# WHAT IS NEEDED
Write out the records again exactly. Nothing should be dropped.

# DATA SHOWN
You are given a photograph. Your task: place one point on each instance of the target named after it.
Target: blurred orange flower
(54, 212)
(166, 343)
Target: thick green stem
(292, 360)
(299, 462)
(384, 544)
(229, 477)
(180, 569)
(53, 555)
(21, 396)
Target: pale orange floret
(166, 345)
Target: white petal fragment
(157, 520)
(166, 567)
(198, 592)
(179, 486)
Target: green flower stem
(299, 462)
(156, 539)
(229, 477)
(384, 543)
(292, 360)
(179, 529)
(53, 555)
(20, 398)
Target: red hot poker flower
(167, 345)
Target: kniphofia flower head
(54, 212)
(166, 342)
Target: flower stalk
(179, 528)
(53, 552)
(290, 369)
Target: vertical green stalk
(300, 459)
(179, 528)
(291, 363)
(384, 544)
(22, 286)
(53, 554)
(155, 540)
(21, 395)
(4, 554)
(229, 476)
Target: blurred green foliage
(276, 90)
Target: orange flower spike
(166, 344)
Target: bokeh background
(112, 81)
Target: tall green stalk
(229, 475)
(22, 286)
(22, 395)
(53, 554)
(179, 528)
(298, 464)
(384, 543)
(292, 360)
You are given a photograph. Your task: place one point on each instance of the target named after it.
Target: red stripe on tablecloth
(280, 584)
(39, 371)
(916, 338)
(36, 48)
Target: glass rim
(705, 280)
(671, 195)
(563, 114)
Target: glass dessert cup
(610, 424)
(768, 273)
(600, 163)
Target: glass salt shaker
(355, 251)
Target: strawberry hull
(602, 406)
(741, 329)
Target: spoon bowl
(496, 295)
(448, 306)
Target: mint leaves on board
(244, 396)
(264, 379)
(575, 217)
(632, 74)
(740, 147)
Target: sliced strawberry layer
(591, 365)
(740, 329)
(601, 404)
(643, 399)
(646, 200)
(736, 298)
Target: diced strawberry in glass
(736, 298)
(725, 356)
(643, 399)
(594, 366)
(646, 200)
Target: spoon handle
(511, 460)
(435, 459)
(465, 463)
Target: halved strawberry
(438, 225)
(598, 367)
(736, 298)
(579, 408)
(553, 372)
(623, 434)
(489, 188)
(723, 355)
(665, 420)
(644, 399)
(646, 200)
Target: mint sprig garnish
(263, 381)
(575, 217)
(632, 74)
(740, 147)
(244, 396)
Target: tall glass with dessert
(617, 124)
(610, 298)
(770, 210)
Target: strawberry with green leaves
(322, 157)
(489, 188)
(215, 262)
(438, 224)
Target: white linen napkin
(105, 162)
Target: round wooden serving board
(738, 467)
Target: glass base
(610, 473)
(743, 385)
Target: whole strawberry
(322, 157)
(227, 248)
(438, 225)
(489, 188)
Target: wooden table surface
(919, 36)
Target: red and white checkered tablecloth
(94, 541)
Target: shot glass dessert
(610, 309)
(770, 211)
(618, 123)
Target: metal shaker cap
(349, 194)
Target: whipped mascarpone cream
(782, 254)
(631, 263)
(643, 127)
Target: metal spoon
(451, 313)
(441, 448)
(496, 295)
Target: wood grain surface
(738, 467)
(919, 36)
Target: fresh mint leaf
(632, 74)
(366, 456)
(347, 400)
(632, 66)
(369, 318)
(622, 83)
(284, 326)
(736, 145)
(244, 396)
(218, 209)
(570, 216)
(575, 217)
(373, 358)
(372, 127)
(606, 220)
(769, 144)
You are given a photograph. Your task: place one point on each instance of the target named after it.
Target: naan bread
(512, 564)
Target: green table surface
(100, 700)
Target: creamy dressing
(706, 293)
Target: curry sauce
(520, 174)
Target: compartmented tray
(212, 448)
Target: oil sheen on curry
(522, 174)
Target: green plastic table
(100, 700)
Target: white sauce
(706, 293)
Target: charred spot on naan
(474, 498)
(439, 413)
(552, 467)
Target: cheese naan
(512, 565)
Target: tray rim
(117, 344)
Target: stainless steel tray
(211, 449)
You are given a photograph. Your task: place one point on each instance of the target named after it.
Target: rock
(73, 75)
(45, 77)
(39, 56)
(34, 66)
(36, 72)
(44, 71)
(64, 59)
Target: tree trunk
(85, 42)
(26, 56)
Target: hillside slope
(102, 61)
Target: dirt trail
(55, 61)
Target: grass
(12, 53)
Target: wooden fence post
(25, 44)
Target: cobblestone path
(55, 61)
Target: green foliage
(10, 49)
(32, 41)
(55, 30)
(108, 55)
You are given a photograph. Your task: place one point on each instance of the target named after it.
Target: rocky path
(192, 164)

# RESULT BELOW
You are given a photograph. Your task: place one point on each instance of the target named after it.
Target: blurred orange flower
(54, 212)
(166, 343)
Target: thick green stem
(292, 360)
(299, 462)
(384, 544)
(229, 477)
(180, 569)
(53, 555)
(21, 396)
Target: pale orange floret
(166, 345)
Target: white petal fragment
(157, 520)
(166, 567)
(198, 592)
(179, 486)
Target: green flower stem
(299, 462)
(156, 539)
(229, 477)
(384, 543)
(292, 360)
(179, 529)
(53, 555)
(20, 398)
Target: red hot poker flower
(167, 345)
Target: kniphofia flower head
(54, 212)
(166, 342)
Target: flower stalk
(179, 528)
(53, 552)
(290, 369)
Target: vertical green stalk
(300, 459)
(179, 528)
(291, 363)
(384, 544)
(22, 286)
(53, 554)
(155, 540)
(21, 395)
(4, 554)
(229, 476)
Target: blurred green foliage
(276, 90)
Target: orange flower spike
(166, 344)
Target: bokeh background
(112, 81)
Target: tall green stalk
(229, 475)
(22, 286)
(22, 395)
(53, 554)
(179, 528)
(298, 464)
(384, 543)
(292, 360)
You are given a photograph. Your task: place one point on each instance of the target named after it.
Target: red stripe on tablecloth
(280, 584)
(39, 371)
(916, 338)
(36, 48)
Target: glass rim
(705, 280)
(671, 195)
(563, 114)
Target: glass dessert cup
(610, 424)
(768, 273)
(600, 163)
Target: glass salt shaker
(355, 251)
Target: strawberry hull
(602, 406)
(741, 329)
Target: spoon bowl
(496, 295)
(448, 306)
Target: mint leaves on board
(244, 396)
(264, 379)
(575, 217)
(632, 74)
(740, 147)
Target: sliced strawberry layer
(591, 365)
(740, 329)
(601, 404)
(643, 399)
(646, 200)
(736, 298)
Target: diced strawberry in glass
(736, 298)
(725, 356)
(643, 399)
(594, 366)
(646, 200)
Target: spoon handle
(511, 460)
(435, 459)
(465, 463)
Target: halved strawberry
(438, 225)
(598, 367)
(736, 298)
(579, 408)
(553, 372)
(623, 434)
(489, 188)
(723, 355)
(665, 420)
(644, 399)
(646, 200)
Target: mint sprig garnish
(263, 381)
(575, 217)
(632, 74)
(740, 147)
(244, 396)
Target: tall glass with dessert
(617, 124)
(610, 298)
(770, 210)
Target: strawberry with green leaves
(322, 157)
(489, 188)
(215, 262)
(438, 224)
Target: white linen napkin
(105, 162)
Target: round wooden serving board
(738, 467)
Target: glass base
(610, 473)
(743, 385)
Target: whole strawberry
(322, 157)
(227, 248)
(438, 225)
(489, 188)
Target: wooden table surface
(919, 36)
Target: red and white checkered tablecloth
(94, 541)
Target: shot glass dessert
(610, 309)
(770, 211)
(618, 123)
Target: metal shaker cap
(349, 194)
Target: whipped mascarpone cream
(782, 254)
(631, 263)
(643, 127)
Target: metal spoon
(451, 313)
(441, 448)
(496, 295)
Target: wood grain surface
(738, 467)
(919, 36)
Target: fresh mint leaf
(632, 74)
(366, 456)
(347, 400)
(632, 66)
(369, 318)
(622, 83)
(284, 326)
(736, 145)
(244, 396)
(218, 209)
(570, 216)
(575, 217)
(373, 358)
(372, 127)
(606, 220)
(769, 144)
You are given a photograph. Your task: place one point on each instance of the target named after it.
Target: naan bread
(512, 564)
Target: green table surface
(100, 700)
Target: creamy dressing
(706, 293)
Target: curry sauce
(520, 174)
Target: compartmented tray
(212, 448)
Target: oil sheen on curry
(522, 174)
Target: green plastic table
(100, 700)
Target: white sauce
(706, 293)
Target: charred spot on naan
(474, 498)
(439, 413)
(552, 467)
Target: cheese naan
(512, 565)
Target: tray rim
(117, 344)
Target: stainless steel tray
(211, 449)
You are given a photograph. Your task: place one point on each instance of the target named after it.
Target: rock
(73, 75)
(45, 77)
(39, 56)
(34, 66)
(36, 72)
(44, 71)
(64, 59)
Target: tree trunk
(85, 42)
(26, 56)
Target: hillside slope
(102, 61)
Target: dirt trail
(55, 61)
Target: grass
(12, 53)
Target: wooden fence post
(25, 44)
Target: cobblestone path
(55, 61)
Target: green foliage
(10, 49)
(32, 41)
(55, 30)
(108, 55)
You are given a photograph. Your task: place one point on each instance of the target named after it.
Target: rocky path
(192, 164)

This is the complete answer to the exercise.